**INSTRUCTION:** Can you reproduce all of the material below word for word, changing nothing?

— START OF ENTRIES SUPPLIED —

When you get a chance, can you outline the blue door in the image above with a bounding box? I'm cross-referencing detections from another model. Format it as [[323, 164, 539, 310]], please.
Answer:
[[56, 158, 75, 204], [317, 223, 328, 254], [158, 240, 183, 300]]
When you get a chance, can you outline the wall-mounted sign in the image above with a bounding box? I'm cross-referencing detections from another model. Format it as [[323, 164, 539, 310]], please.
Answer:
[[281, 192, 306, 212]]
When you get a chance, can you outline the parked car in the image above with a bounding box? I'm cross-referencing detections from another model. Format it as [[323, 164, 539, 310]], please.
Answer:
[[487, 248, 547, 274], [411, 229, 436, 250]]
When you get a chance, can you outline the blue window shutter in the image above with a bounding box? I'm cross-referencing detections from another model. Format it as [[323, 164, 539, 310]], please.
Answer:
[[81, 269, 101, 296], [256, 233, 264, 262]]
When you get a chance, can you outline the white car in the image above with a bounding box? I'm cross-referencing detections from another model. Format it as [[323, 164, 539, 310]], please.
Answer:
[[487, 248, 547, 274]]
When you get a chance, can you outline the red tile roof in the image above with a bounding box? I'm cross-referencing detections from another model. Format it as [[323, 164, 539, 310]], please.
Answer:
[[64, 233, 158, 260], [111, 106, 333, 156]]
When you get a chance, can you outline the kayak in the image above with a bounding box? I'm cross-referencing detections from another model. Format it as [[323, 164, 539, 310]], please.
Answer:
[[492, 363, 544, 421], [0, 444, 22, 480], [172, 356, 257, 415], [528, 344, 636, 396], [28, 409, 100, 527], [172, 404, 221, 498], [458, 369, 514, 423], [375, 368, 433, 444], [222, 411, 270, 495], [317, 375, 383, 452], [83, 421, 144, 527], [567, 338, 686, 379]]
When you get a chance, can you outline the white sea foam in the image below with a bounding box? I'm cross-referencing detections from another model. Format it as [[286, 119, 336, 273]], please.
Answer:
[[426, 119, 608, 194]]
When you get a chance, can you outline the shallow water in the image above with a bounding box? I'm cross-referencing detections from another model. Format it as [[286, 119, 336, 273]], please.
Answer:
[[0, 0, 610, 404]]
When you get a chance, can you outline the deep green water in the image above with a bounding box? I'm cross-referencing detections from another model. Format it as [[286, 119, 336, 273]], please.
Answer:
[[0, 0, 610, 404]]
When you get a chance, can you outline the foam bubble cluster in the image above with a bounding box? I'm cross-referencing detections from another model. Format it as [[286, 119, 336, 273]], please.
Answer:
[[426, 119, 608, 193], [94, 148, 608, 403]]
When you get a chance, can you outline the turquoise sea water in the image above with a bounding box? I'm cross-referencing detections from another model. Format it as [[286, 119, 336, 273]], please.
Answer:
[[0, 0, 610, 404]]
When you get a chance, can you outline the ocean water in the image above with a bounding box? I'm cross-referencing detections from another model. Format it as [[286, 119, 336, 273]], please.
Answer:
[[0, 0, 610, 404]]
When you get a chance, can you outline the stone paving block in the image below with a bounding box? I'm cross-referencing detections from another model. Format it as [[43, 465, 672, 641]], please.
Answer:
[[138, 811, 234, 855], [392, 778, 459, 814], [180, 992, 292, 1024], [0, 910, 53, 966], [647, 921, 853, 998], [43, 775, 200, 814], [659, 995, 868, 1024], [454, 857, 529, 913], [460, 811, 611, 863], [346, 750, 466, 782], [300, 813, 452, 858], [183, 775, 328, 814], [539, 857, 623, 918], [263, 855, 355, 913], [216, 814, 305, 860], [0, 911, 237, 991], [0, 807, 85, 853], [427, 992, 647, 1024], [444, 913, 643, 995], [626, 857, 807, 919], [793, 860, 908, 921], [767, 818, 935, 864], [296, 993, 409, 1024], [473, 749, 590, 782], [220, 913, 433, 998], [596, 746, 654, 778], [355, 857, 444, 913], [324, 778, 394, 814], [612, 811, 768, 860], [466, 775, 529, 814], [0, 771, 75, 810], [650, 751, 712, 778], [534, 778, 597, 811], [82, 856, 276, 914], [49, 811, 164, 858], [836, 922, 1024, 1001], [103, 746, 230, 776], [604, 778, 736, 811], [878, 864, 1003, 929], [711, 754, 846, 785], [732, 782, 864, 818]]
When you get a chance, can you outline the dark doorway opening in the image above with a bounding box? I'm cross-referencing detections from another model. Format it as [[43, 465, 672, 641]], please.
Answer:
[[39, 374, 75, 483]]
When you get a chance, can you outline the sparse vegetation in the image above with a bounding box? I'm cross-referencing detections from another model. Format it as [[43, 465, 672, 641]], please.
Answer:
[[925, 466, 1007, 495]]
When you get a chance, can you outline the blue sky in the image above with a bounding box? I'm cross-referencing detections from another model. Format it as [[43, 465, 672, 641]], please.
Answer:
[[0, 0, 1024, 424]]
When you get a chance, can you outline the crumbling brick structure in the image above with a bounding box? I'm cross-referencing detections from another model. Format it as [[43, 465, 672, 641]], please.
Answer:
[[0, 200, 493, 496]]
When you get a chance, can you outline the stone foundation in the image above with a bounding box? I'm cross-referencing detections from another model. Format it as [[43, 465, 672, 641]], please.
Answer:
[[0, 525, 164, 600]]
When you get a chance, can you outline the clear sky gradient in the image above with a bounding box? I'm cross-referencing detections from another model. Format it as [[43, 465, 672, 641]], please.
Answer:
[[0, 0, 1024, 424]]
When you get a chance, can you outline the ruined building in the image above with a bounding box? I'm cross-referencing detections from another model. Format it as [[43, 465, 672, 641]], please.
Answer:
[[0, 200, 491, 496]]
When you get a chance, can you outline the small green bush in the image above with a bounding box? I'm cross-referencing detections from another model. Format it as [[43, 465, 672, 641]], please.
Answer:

— END OF ENTRIES SUPPLIED —

**OUTPUT FOR THIS TASK:**
When you get a chance, can you outline the blue door in the image above with a bounding box? I'm cross-referencing detections from another model. Format it as [[323, 164, 539, 310]], please.
Answer:
[[56, 158, 75, 204], [317, 223, 328, 254], [158, 240, 183, 300]]
When you get a chance, can you outline the wall-mounted sign in the image above with a bounding box? I'm cross-referencing detections from another model. Format it as [[323, 164, 539, 310]], please.
Answer:
[[281, 192, 306, 212]]
When you get a chance, can you outline the parked car in the image above with a bounding box? I'm cross-referencing detections from another model. Format it as [[323, 164, 539, 310]], please.
Answer:
[[487, 248, 547, 274], [411, 229, 436, 250]]
When you get a chance, can you outline the blue window shutter in the image above with a bounding box? I'm cross-referencing detections from another model. Format it as [[323, 164, 539, 310]], please.
Answer:
[[81, 269, 101, 296], [256, 233, 264, 262]]
When you get a chance, can you outline the white car in the image above with a bounding box? I'm cross-referencing detections from another model. Format it as [[323, 164, 539, 310]], please.
Answer:
[[487, 248, 547, 274]]
When you get a chance, can you outline the red tile roof in the image above with a bounding box? I'm cross-referencing detections from another model. Format it as [[323, 164, 539, 310]], please.
Answer:
[[64, 233, 158, 260], [111, 106, 333, 156]]
When you get a chance, can you outline the kayak in the image above with a bounding box? I'm cross-referencing detections from another model. Format it as [[323, 164, 539, 310]], please.
Answer:
[[492, 363, 544, 421], [0, 444, 22, 480], [172, 356, 257, 415], [528, 344, 636, 396], [28, 409, 100, 527], [172, 404, 221, 498], [458, 369, 514, 423], [375, 368, 433, 444], [222, 411, 270, 495], [317, 375, 383, 452], [83, 421, 144, 527], [567, 338, 686, 379]]
When you get a chance, can you outline the white sea foam in the image below with a bounding box? I'm cross-referencing detections from another model. Format it as [[286, 119, 336, 273]], please.
Answer:
[[426, 119, 608, 194]]
When you get a chance, can you outline the shallow water in the image above with a bounding box? I'm cross-referencing detections from another model. Format it as [[286, 119, 336, 273]], please.
Answer:
[[0, 0, 610, 404]]
When you get a chance, can you outline the deep green water in the image above with a bounding box? I'm cross-referencing detections from another model. Format it as [[286, 119, 336, 273]], please.
Answer:
[[0, 0, 610, 404]]
When you get a chance, can you outline the foam bubble cluster in the image above with a bounding box? I'm cross-referencing detections from another model. Format it as [[286, 119, 336, 273]], please.
Answer:
[[426, 119, 608, 193], [94, 148, 608, 403]]
When you get a chance, can you outline the turquoise sea water in the image above with a bounding box? I'm cross-referencing detections from another model. Format it as [[286, 119, 336, 273]], please.
Answer:
[[0, 0, 610, 404]]
When you get a chance, can you outline the ocean water in the image above with a bounding box? I'm cross-referencing detections from another model. Format it as [[286, 119, 336, 273]], please.
Answer:
[[0, 0, 610, 404]]
When you get a chance, can you outline the stone paving block in the image below with a bounding box? I'm cross-referencing detections from another model. Format it as [[43, 465, 672, 641]], please.
Answer:
[[138, 811, 234, 855], [392, 778, 459, 814], [180, 992, 292, 1024], [0, 910, 53, 966], [647, 921, 853, 998], [43, 775, 200, 814], [659, 995, 868, 1024], [454, 857, 529, 913], [460, 811, 611, 863], [346, 750, 466, 782], [300, 813, 452, 858], [183, 775, 328, 814], [539, 857, 623, 918], [263, 855, 355, 913], [216, 814, 305, 860], [0, 911, 237, 991], [0, 807, 85, 853], [427, 992, 647, 1024], [444, 913, 643, 995], [626, 857, 807, 919], [793, 860, 908, 921], [767, 818, 935, 864], [296, 993, 409, 1024], [473, 749, 590, 782], [220, 913, 433, 998], [596, 746, 654, 778], [355, 857, 444, 913], [324, 778, 394, 814], [612, 811, 768, 860], [466, 775, 529, 814], [0, 771, 75, 810], [650, 751, 712, 778], [534, 778, 597, 811], [82, 856, 276, 914], [49, 811, 164, 858], [836, 922, 1024, 1001], [103, 746, 230, 776], [604, 778, 736, 811], [878, 864, 1003, 929], [711, 754, 846, 785], [732, 782, 864, 818]]
When you get a chance, can you outline the dark doorway opening in the image above with a bounding box? I'm cross-referencing detections from another model. Format it as [[43, 465, 672, 641]], please.
Answer:
[[39, 374, 75, 483]]
When you get a chance, can you outline the sparse vegetation in the image above with a bounding box? I'm cross-referencing detections from another model. Format it as [[43, 465, 672, 641]], please.
Answer:
[[925, 466, 1007, 495]]
When you get a chance, can you outline the blue sky in the image above with a bounding box? I'm cross-referencing detections from another model. Format it as [[43, 465, 672, 641]], please.
Answer:
[[0, 0, 1024, 424]]
When you get a chance, can you outline the crumbling brick structure in the image above with a bounding box? I'm cross-referencing detections from another model. Format it as [[43, 465, 672, 641]], please.
Answer:
[[0, 200, 493, 496]]
When you get a chance, can you outline the stone foundation in the image above with a bounding box? I'm cross-referencing detections from another model. Format it as [[43, 465, 672, 641]], please.
Answer:
[[0, 525, 164, 600]]
When you get a chance, can you outline the clear sky gradient in the image above with a bounding box? I'm cross-referencing detections from another model. Format it as [[43, 465, 672, 641]], please.
Answer:
[[0, 0, 1024, 424]]
When you get a chance, can you outline the ruined building in the image above with a bounding box? I'm cross-referencing detections from another model. Format it as [[43, 465, 672, 641]], please.
Answer:
[[0, 200, 491, 496]]
When you get a chance, can you outline the small green bush in the image above with a bounding box? I'm cross-referencing detections from another model. Format it as [[43, 465, 672, 641]], please.
Answer:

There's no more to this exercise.